● **Challenges**:
1. Translate into Spanish the following sentence from the exhibition announcement below: "This exhibition will deploy site-responsive installation, drawing and projection to explore relationships between medium and content, past and present, individual and collective memory."
2. Using the exhibition announcement below, answer the following:
(a) From which magazines has Shelton pulped paper since 2014?
(b) At what time on December 1 does the artist talk begin?
(c) What is the title of the 2022 wall drawing shown in the image?
3. Continue the announcement of Matt Shelton's exhibition below from the point at which it ends.

Image features “Elephant and Rider (twomb)”, a 2022 site-specific wall drawing that was part of Matt Shelton’s 2022 Principia College exhibition, “pretend, witness”.

repair is the dream of the broken thing by Matt Shelton will be on view from December 1-28 at New City Arts’ Welcome Gallery. Since 2014, Shelton has used paper pulped from a collection of Civil War Times Illustrated magazines he inherited from his paternal grandfather as a primary drawing and sculptural medium. This exhibition will deploy site-responsive installation, drawing and projection to explore relationships between medium and content, past and present, individual and collective memory.

 

New City Arts' Welcome Gallery
114 3rd St. NE, Charlottesville, VA 22902

First Fridays

December 1 from 5-7:30PM; Artist talk at 6PM.
Free and open to the public. All ages welcome.

● **Given records**:
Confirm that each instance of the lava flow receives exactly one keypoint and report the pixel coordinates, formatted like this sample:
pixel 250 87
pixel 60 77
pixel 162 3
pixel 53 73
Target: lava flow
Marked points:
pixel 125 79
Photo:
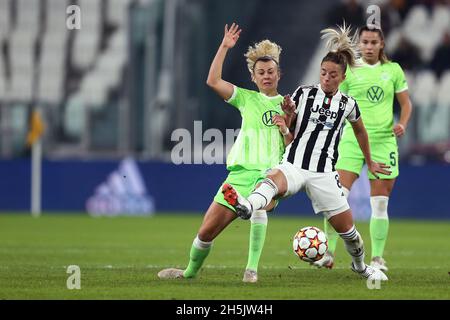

● **Responses to the tasks**:
1. Esta exposición empleará instalación, dibujo y proyección en respuesta al sitio para explorar las relaciones entre medio y contenido, pasado y presente, memoria individual y colectiva.

2.
(a) Civil War Times Illustrated
(b) 6PM
(c) "Elephant and Rider (twomb)"

3.
Gallery Hours

  • Wednesday-Saturday from 10AM-5PM

Exhibition Events

  • Splat the Past with Matt | November 28 |  4-6PM | Participate in the installation of paper pulp wall drawings

  • Why Splat the Past?: Lecture & Discussion with Matt Shelton | December 7

Visitor Guide

Matt Shelton presents a series of interconnected works in different media. Entering the gallery, the window contains a frosted rectangle that acts as projection screen for a series of animated, abstracted GIFs. Inside, viewers hear the low hum of an ambient audio soundtrack of layered, droning static and intermittent melodies in guitar, banjo and brass that vacillates between soothing to slightly discomforting. On one wall, they encounter a music stand holding items including brass rods, a graphite stick, a snake skin in a plastic bag, dentures, and more. Nearby, hanging from the ceiling are two polyester flags, hung back-to-back, with kaleidoscope-like dye sublimation prints of 3D scans. A sculpture—an assemblage of a cardboard box, Civil War books, paper pulp, a brass rod, and zip ties—sits on a counter top in the back half of the gallery. A paper pulping station sits in the middle of the room on the floor and beyond it, visitors see a large paper-pulp wall drawing of a woman and child.

All ages are welcome to engage with this exhibition. Please note that close adult supervision will be necessary as much of the work is within reach of children. The GIFs referencing clips from Gone with the Wind (rated G) include a bandaged head wound and references to enslavement and war. You are welcome to reach out to staff with any questions prior to visiting.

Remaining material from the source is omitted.